→ **Tasks to perform**:
[a] Name the three cervical cancer screening approaches that the study in the cervical cancer screening article detailed.
[b] Resume the cervical cancer screening article after its last sentence shown.

→ **Text provided**:

A study regarding cervical cancer screening was released recently. It detailed HPV alone screening, Pap alone and Pap+HPV co-testing. According to the study’s press release, HPV testing alone screening is less likely to accurately detect cervical pre-cancer and cancer than testing that includes a Pap test in women 30-65 years of age.
An infographic illustrates that one in five women with cervical cancer are missed by HPV alone screening. This is an estimated 2,400 women with cervical cancer in the U.S. being missed annually.
One of the study’s authors, Dr. R. Marshall Austin, M.D., Ph.D., professor of pathology at Magee-Womens Hospital of University of Pittsburgh Medical Center in Pittsburgh, Penn., talked to Brandi Walker about why HPV alone screening has been ineffective in detecting cervical cancer, why the HPV+Pap screening is more effective and what is the overall best approach in detecting this illness.
1. Why is HPV screening alone ineffective in detecting cervical cancer?

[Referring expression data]
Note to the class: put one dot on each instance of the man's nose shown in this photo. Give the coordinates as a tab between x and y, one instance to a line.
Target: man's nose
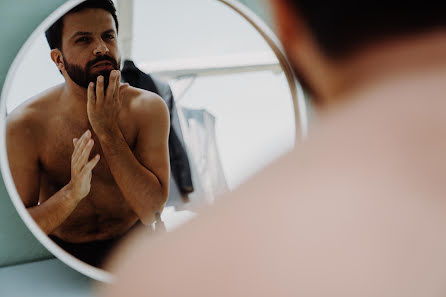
100	48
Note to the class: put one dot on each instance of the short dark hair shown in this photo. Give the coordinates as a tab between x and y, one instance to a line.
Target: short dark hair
344	26
54	33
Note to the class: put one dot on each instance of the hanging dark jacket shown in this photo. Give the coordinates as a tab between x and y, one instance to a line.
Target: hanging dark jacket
179	162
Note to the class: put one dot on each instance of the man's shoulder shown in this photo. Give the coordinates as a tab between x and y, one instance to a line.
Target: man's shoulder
140	101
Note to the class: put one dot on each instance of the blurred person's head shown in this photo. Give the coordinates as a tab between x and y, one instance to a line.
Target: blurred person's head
331	43
83	42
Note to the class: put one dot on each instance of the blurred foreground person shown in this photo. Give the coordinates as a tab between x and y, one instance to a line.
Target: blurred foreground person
360	209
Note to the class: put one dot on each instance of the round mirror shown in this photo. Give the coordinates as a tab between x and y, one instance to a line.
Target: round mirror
231	101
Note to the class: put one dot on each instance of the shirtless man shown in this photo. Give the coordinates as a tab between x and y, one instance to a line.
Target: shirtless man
360	208
89	157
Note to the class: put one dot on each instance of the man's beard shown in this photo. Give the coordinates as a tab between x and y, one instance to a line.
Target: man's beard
83	76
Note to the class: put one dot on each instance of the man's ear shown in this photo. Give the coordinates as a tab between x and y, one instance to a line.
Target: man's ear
56	56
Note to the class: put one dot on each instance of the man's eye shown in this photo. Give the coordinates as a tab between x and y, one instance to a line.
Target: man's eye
83	39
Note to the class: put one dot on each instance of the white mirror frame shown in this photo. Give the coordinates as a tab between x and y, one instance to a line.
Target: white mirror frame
300	115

→ **Answers to the exercises**:
[a] HPV alone screening, Pap alone, and Pap+HPV co-testing.

[b]
HPV screening plays an important role in cervical cancer screening, as the vast majority of cervical cancers derive from the human papillomavirus, also known as HPV. For women over the age of 30, it is important that they receive both the HPV and the Pap test together because the HPV test identifies only the presence and type of HPV infection, while the Pap test detects cellular changes in the cervix. When Pap+HPV tests are performed together, they provide a more complete picture for clinicians to detect cervical pre-cancer and cancer. We recently conducted the largest real-world study analysis on cervical cancer screening strategies and found that screening with HPV alone misses one in five women with cervical cancer – that’s an estimated 2,400 women with cervical cancer in the U.S. who could be missed annually. That’s why using both tests at the same time is valuable.
2. Why is the HPV+Pap screening more effective in detecting cervical cancer?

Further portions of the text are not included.